▸ **Text block**
/---

4th Vice President of Egypt
- In office 17 February 1964 – 27 January 1966
- President: Gamal Abdel Nasser
- Preceded by: Hussein el-Shafei
- Succeeded by: Ali Sabri

Personal details
- Born: 1917 Alexandria
- Died: 1990 (aged 72–73)
- Education: Egyptian Air Academy
- Occupation: Military officer

= Hassan Ibrahim =

Vice President of Egypt from 1964 to 1966

Hassan Ibrahim (حسن إبراهيم; 1917– 1990) was an Egyptian Air Force officer and one of the founders of the Free Officers movement who served as the fourth vice president of Egypt from 1964 to 1966.

==Early life and education==
Ibrahim was born in Alexandria in 1917. He graduated from the Egyptian Air Academy in 1927.

==Free Officers Movement==
Ibrahim was among five military officers who formed the first cell of the Free Officers movement in July or September 1949. Although it is argued that Ibrahim along with other officers was a member of the Muslim Brotherhood's special unit from 1944 to 1945, there is another report stating that Ibrahim was part of the group called Young Egypt. In addition, Ibrahim was one of the nine-member leadership group of the Free Officers movement. The movement led the 1952 Revolution. Then Ibrahim became a member of the 14-member Revolution Command Council that was charged with the running of Egypt following the success of the revolution.

==Career==
Ibrahim participated in the Palestinian war in 1948. In 1952 he served as an Air Force group captain. In 1954 he led the group who expelled President Mohamed Naguib from Abdeen Palace. He was one of the three judges, who tried the members of the Muslim Brotherhood after their attempted assassination attack against President Gamal Abdel Nasser in 1954. The other judges were Anwar Sadat and Abdel Latif Boghdadi.

\---

▸ **Explore the material**
1) Using the Hassan Ibrahim text, answer each of these:
(a) Who held the vice presidency right before him?
(b) How many members sat on the Revolution Command Council?
(c) Which two men served with him as judges in the trial of Muslim Brotherhood members?
2) Carry on writing the Hassan Ibrahim text, starting after its last sentence.
The records after this point are separate material, unrelated to the Hassan Ibrahim text.

▸ **Data supplied**

/---

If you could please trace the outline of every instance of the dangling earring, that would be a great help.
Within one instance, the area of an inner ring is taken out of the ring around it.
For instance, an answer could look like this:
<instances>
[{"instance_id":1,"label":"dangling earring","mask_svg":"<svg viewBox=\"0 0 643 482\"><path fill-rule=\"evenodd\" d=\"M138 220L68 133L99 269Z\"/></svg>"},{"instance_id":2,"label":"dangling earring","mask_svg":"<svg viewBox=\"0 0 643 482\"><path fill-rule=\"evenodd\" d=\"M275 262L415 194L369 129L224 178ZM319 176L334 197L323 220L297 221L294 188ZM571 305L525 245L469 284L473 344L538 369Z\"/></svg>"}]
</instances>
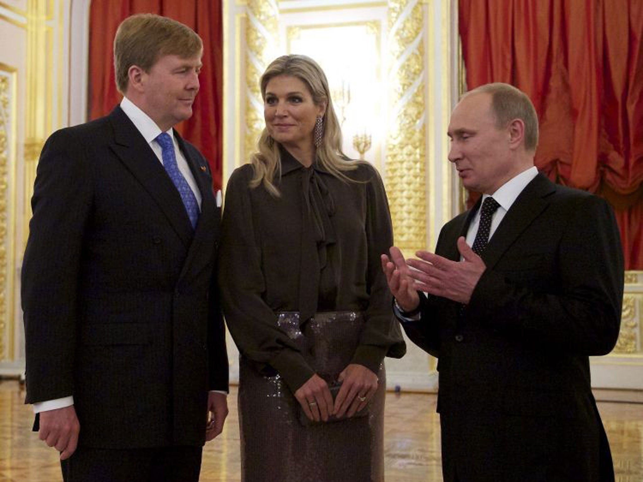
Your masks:
<instances>
[{"instance_id":1,"label":"dangling earring","mask_svg":"<svg viewBox=\"0 0 643 482\"><path fill-rule=\"evenodd\" d=\"M319 147L323 136L323 120L321 116L317 116L317 118L315 119L315 127L312 129L312 136L314 139L315 147Z\"/></svg>"}]
</instances>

\---

▸ **Answers by item number**
1)
(a) Hussein el-Shafei
(b) 14
(c) Anwar Sadat and Abdel Latif Boghdadi

2)
Ibrahim was also appointed minister for presidential affairs in 1954. Two years later, in 1956, he was named the head of the Egyptian economy agency. After dealing with business for a while, in February 1964, he was appointed as one of seven vice deputies of President Nasser. Ibrahim joined the Arab Socialist Union in 1962 when the party was established and was one of the sub-secretaries for its finance and commerce department. The other sub-secretary of the department was Abdul Munim Qaysuni, an economist. Ibrahim's tenure as vice deputy ended in 1966 when Nasser asked him to end his extramarital relationship, and Ibrahim continued business activities.

==Later years and death==
In 1975, Ibrahim gave a series of interviews to Egyptian author Sami Gohar which were published as a book titled The Silents Speak: Abdelnasser and the Massacre of the Muslim Brotherhood. In the book Ibrahim harshly criticized Gamal Abdel Nasser. He died in 1990.

==Honour==
Ibrahim was the recipient of the Grand Collar of the Order of the Nile which was awarded to him in 1956.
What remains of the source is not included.